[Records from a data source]
begin

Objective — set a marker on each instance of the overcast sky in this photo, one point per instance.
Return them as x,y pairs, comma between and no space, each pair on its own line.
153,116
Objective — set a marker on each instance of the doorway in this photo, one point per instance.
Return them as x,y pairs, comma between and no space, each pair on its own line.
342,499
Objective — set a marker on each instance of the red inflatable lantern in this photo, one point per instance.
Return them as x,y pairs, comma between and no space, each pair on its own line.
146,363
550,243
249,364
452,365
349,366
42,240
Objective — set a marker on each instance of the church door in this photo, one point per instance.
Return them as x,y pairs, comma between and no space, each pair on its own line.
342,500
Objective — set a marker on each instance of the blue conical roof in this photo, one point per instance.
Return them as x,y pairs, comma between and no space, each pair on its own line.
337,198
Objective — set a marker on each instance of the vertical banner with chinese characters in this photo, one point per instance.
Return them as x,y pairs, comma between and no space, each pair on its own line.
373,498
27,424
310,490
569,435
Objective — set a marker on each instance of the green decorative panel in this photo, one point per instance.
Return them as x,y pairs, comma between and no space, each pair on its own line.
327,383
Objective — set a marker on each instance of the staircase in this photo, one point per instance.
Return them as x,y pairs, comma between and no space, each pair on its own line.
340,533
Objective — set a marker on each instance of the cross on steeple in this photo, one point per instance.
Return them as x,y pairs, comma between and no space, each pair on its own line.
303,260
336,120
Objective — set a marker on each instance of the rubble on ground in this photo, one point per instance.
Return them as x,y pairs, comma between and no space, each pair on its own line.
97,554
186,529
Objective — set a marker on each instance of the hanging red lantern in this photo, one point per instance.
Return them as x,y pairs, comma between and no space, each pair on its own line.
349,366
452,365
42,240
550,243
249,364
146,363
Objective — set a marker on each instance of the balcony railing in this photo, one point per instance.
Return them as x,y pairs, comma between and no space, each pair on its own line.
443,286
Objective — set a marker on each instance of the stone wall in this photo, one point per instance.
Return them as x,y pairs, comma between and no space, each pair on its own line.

end

§ The problem: Reproduce nothing but the lines from the line containing "Objective — set a marker on each instance of the vertical" to the last line of the data, each exactly as written.

§ Reply to the task:
Objective — set a marker on each instance of the vertical banner with chinese characters in this photo, one point per instance.
Return them as x,y pairs, comma between and no space, each pair on its own line.
373,498
27,424
310,490
569,435
Objective — set a marker on each instance of the green decorative panel in this photo, one point per instance.
Return them as x,y pairs, comma between and no space, each pair on its own line.
327,383
Objective — set a marker on each instance of the staircase in this photo, one point per instance.
Return them as x,y pairs, comma between and no space, each pair on its own line.
340,533
Objective — set a marker on each instance of the cross on steeple in this photo, one point per instance.
Return them as x,y pairs, comma between and no space, each pair on its own line.
303,260
336,120
Objective — set a marker on each instance of the rubble on ground in this photo, one point per instance.
Return them as x,y pairs, comma between and no space, each pair on its own line.
97,554
186,529
Objective — set a marker on each instance of the hanging red lantern in this photo, one point per instance.
Return them as x,y pairs, comma between and no space, each pair on its own line.
349,366
452,365
42,240
550,243
249,364
146,363
Objective — set a marker on each instance of the balcony railing in this photo, one point per instance.
Return them as x,y pairs, comma between and no space, each pair on its own line.
443,286
Objective — set a marker on each instance of the stone wall in this photo, one point per instance.
Return them as x,y pairs, comma between and no space, each pair on its own line.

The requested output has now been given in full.